EXERCISE PROMPT: Rewrite the records below, substituting "Goal" for every "Objective" and keeping everything else the same. Leave out the pictures.

Object location annotation data
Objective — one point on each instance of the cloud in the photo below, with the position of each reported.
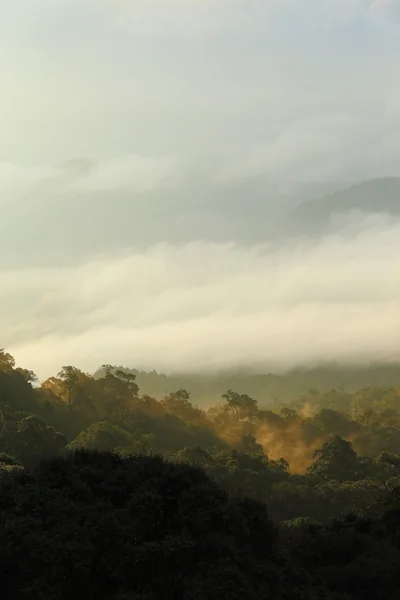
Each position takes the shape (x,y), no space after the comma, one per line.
(387,10)
(212,306)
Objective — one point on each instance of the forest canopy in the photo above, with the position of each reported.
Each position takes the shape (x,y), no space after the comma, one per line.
(242,498)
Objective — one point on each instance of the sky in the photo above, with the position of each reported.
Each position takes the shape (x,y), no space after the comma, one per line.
(145,148)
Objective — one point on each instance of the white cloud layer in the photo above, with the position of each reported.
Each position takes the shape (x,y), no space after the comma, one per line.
(210,306)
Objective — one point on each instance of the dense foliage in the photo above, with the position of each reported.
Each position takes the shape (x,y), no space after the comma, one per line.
(107,493)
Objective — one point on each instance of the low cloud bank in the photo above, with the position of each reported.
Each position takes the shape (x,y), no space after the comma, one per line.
(204,306)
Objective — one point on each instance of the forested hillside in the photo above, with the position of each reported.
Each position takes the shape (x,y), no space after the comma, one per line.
(106,492)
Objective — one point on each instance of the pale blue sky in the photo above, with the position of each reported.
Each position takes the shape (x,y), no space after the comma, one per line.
(195,79)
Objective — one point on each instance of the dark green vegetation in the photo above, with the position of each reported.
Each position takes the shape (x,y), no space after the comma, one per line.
(108,493)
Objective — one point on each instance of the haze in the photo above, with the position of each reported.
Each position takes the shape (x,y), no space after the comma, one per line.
(152,153)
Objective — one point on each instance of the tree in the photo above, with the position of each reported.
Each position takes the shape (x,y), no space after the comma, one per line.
(7,362)
(335,459)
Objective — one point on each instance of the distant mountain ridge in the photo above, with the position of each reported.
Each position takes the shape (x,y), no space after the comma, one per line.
(373,196)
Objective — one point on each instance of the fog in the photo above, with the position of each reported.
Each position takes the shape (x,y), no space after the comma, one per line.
(151,156)
(207,306)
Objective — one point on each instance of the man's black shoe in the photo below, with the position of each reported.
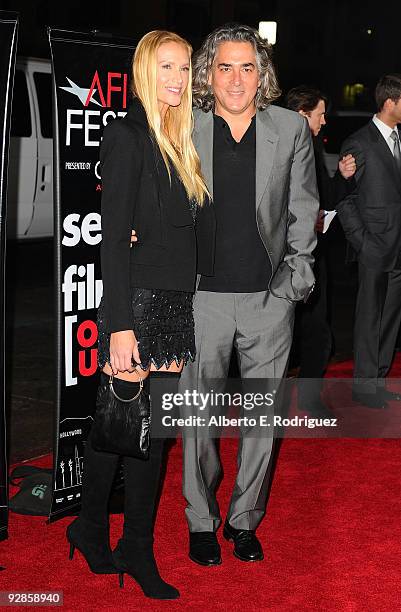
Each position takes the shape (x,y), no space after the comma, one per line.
(246,545)
(204,548)
(370,400)
(388,396)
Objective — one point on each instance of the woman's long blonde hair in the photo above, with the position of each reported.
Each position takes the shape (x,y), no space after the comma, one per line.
(174,137)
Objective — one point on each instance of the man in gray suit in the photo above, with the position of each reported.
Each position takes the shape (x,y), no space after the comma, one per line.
(258,163)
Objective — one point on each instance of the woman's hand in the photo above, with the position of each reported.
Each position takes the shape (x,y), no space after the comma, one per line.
(123,347)
(134,237)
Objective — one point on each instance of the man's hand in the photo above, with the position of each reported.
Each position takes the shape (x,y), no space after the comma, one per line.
(123,347)
(134,237)
(347,166)
(320,220)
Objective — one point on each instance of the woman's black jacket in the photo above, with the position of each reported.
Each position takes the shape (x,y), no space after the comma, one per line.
(137,194)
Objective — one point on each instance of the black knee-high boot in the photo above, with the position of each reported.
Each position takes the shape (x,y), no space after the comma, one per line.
(134,552)
(89,533)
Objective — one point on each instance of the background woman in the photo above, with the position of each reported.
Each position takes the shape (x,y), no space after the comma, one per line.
(150,181)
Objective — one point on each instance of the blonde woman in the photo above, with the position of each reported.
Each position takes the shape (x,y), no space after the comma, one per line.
(152,182)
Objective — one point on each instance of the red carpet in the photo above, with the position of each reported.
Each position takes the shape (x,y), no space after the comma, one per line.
(332,540)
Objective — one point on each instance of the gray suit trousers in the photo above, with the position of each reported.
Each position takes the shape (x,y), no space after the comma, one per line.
(259,326)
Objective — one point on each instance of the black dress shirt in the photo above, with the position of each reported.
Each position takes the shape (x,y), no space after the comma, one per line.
(241,264)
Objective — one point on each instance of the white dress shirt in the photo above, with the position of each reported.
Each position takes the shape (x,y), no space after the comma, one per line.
(385,131)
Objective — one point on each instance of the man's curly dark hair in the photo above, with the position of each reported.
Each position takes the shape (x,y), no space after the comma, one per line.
(268,90)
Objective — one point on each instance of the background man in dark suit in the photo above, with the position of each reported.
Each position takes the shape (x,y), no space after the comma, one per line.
(371,218)
(312,328)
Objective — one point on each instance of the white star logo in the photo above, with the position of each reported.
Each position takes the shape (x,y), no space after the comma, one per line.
(80,92)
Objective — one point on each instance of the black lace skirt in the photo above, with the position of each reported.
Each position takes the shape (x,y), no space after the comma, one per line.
(163,324)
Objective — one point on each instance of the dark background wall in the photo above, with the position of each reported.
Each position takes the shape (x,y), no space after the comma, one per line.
(338,45)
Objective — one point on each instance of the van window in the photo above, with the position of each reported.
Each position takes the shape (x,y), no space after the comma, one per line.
(21,117)
(43,84)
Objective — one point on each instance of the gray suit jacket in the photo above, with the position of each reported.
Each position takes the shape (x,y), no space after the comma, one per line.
(287,202)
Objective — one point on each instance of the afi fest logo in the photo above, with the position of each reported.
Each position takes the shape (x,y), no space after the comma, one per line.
(88,122)
(81,290)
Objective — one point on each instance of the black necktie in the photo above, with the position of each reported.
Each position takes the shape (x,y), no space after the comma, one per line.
(397,151)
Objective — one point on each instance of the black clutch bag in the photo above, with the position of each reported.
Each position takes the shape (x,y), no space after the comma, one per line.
(122,426)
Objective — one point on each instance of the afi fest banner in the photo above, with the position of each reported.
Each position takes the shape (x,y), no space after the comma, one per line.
(8,46)
(91,76)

THE RESPONSE:
Goal — one point on each instance of the cloud in the photo below, with the position of each reported.
Each position takes the shape (x,y), no space after the comma, one per line.
(387,10)
(212,306)
Goal — one point on each instance of the forest canopy in the photo above, with the position of each reported.
Each position takes the shape (x,y), no space after the comma, one per line.
(242,498)
Goal — one point on each instance of the sky in the photo above, with the position of each reported.
Each position takes the shape (x,y), no space after the comma, one per line.
(145,148)
Goal — one point on each instance of the white cloud layer in the photo above, with the position of each reported.
Each position takes the shape (x,y), no space after the comma, one per line.
(210,306)
Goal — one point on each instance of the dense foliage in the photo above, with the position of each reported.
Each position takes the shape (x,y), no space after the comma, one per line.
(107,493)
Goal — one point on each instance of the low cloud bank in the photo above, with the position of each reported.
Each position takes the shape (x,y), no space after the comma, one per line.
(204,306)
Goal — one point on each instance of the forested hillside in the photo above, with the position of each reported.
Each position takes the shape (x,y), no space after the comma, one per line.
(106,492)
Goal — one point on each instance of the pale blue sky in the photo above, with the position of each reported.
Each position takes the shape (x,y), no space after the comma, one per line.
(195,79)
Goal — one point on each instance of the dark green vegetation in the photo above, with the position of each reported.
Each position takes the shape (x,y), no space after the comma, one per line.
(108,493)
Goal — one point on each instance of the haze in the photo above, with the position of each reported.
Each position takes the shape (x,y), no space after the comma, one per line.
(152,153)
Goal — one point on each instance of the tree in the photo above, with the position of each reported.
Each position takes the shape (x,y), no space after the comma, one per line.
(7,362)
(335,459)
Goal — one point on each instance of the distant mountain ridge in the photo above, with the position of each reported.
Each position takes the shape (x,y), no space after the comma, one per line.
(373,196)
Goal — one point on each instance of the fog in the photo above, with the position of each reported.
Each position takes the shape (x,y), no space after the comma, one per line.
(151,156)
(207,306)
Goal — one point on each instance of the man's black shoe in the photo below, with the position of each reported.
Each position takes the shape (x,y), no space after the comma, one per line.
(246,545)
(204,548)
(370,400)
(388,396)
Goal — one point on each instance of the woman's long blonde hair in the photo above, with the position of each reported.
Each position takes the shape (x,y), no space after the comma, one per line.
(174,137)
Goal — one point on each instance of the man in gray suit in the photo above, with the position of each reported.
Each position takes the shape (x,y), no space after the comma, one per line.
(258,163)
Goal — one point on each instance of the woman's hand in the photo above, with the position of each reported.
Each position takes the shape (x,y), no space after the comma, one per line.
(123,347)
(134,237)
Goal — one point on each instance of the man's hand in the photo above, with the position of each reported.
Each position takes the shape (x,y), no space after the comma, one per line.
(123,347)
(134,237)
(347,166)
(320,220)
Goal — one point on each instance of the woman's black jacket in the photo above, with the position of each reported.
Each position takes the shape (x,y), no space after the comma, one per line.
(137,194)
Goal — one point on each instance of the black knee-high boot in the photo above, with the position of each reported.
Each position takes the shape (x,y), no space after the comma, one per line.
(134,552)
(89,533)
Goal — one point on each instance of the background woman in the photo above, with the position of each reported.
Each position takes the shape (x,y), no space after the comma, one per line.
(150,181)
Goal — one point on each instance of the blonde woman in the photo above, with the position of each reported.
Each position takes the shape (x,y), no space after the comma, one per line.
(152,182)
Goal — one point on each instance of the red carpet in the photo above, with the position of each reported.
Each position takes the shape (x,y), no space after the comma, one per line.
(332,540)
Goal — one point on each instance of the gray suit trousers in the photo above, with the position of each reported.
Each position takes the shape (x,y), no space after the comma, one per line.
(259,326)
Goal — one point on each instance of the black dress shirt in the photo above, with the position of each reported.
Each position takes the shape (x,y), no space after the comma, one per line.
(241,264)
Goal — one point on each instance of the white dress shirt in the photo above, with the position of each reported.
Each position takes the shape (x,y), no space after the comma, one per line.
(385,131)
Goal — one point on each instance of the man's curly dark hair in the photo above, with the position of each reported.
Each position takes the shape (x,y), no space after the comma, one per line.
(268,90)
Goal — one point on each instance of the background man in dark suit in the photo above, with the position of each reported.
Each position takes the shape (x,y), no space after the comma, one per line.
(371,218)
(312,328)
Goal — one point on each instance of the white star logo in the photo above, with the position of each reported.
Each position takes the shape (x,y), no space after the comma, one per line.
(80,92)
Goal — one point on each instance of the black lace skirt in the photo above, with the position of each reported.
Each position takes the shape (x,y), no space after the comma, one per line.
(163,324)
Goal — one point on each instance of the dark background wall in the photo above, with the position of each reported.
Each position takes the shape (x,y), no space after the comma, one per line.
(338,45)
Goal — one point on each instance of the van window in the photo above, with the position of each reported.
Each position takes the shape (x,y), no space after the comma, one per line.
(21,117)
(43,84)
Goal — one point on each instance of the gray suit jacket in the photo above, with the position of each reported.
Each position takes the shape (x,y), no space after the comma, one per line.
(287,202)
Goal — one point on each instance of the afi fest logo in the photo above, with the position of each reported.
Each position takes the shape (x,y), no space after the comma, one per line.
(88,122)
(81,290)
Goal — one point on each instance of the black necktie in the photo above, with the position of each reported.
Each position takes the shape (x,y), no space after the comma, one per line.
(397,151)
Goal — one point on each instance of the black clutch bag in the photo above, with the position of each reported.
Each position takes the shape (x,y), no space after the comma, one per line.
(122,426)
Goal — one point on each instance of the afi fest banner in the photo above, with the position of each reported.
Each position takes the shape (x,y), no space after the comma, one per line.
(8,46)
(91,76)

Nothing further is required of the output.